§ Source extract
Global variables can be used in the following circumstances:
* When one function needs to affect the operation of
another, but the second function isn't called by the first.
(For example, *load-pathname* and *break-on-warnings*.)
* When a called function needs to affect the current or future
operation of the caller, but it doesn't make sense to accomplish
this by returning multiple values.
* To provide hooks into the mechanisms of the program.
(For example, *evalhook*, *, /, and +.)
* Parameters which, when their value is changed, represent a
major change to the program.
(For example, *print-level* and *print-readably*.)
* For state that persists between invocations of the program.
Also, for state which is used by more than one major program.
(For example, *package*, *readtable*, *gensym-counter*.)
* To provide convenient information to the user.
(For example, *version* and *features*.)
* To provide customizable defaults.
(For example, *default-pathname-defaults*.)
* When a value affects major portions of a program, and passing
this value around would be extremely awkward. (The example
here is output and input streams for a program. Even when
the program passes the stream around as an argument, if you
want to redirect all output from the program to a different
stream, it is much easier to just rebind the global variable.)

§ Things to do
(a) According to the passage on global variables, which variable is given as the example of a customizable default?
(b) Quote the part of the passage on global variables that opens with the words containing "(For example, *evalhook*, *, /, and" and closes with "example, *print-level* and *print-readably*.)".

§ Records supplied
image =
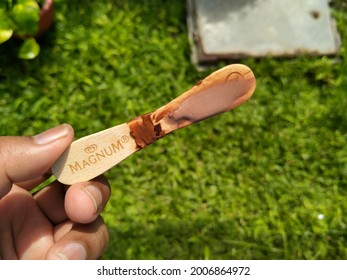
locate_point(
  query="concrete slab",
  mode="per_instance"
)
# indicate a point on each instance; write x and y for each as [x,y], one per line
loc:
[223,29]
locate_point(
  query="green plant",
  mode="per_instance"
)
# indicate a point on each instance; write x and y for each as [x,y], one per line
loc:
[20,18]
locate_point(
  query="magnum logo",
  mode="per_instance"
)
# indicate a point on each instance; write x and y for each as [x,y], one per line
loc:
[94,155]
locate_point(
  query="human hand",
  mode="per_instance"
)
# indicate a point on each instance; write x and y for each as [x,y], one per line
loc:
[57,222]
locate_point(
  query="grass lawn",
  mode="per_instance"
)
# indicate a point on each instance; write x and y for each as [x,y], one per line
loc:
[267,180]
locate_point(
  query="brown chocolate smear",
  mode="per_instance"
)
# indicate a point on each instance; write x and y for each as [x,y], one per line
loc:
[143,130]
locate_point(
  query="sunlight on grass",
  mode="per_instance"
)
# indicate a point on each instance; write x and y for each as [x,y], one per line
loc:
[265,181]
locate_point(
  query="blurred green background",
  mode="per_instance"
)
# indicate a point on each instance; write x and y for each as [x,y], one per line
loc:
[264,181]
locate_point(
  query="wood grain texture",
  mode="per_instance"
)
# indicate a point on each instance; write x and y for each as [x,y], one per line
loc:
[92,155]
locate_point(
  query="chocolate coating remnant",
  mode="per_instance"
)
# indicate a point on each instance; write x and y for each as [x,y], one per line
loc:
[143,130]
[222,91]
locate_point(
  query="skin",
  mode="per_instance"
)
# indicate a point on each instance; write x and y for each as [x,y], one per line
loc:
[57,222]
---
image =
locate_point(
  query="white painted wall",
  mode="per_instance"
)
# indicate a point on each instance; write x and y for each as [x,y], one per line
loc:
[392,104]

§ The solutions
(a) The example given is *default-pathname-defaults*.

(b)
(For example, *evalhook*, *, /, and +.)
* Parameters which, when their value is changed, represent a
major change to the program.
(For example, *print-level* and *print-readably*.)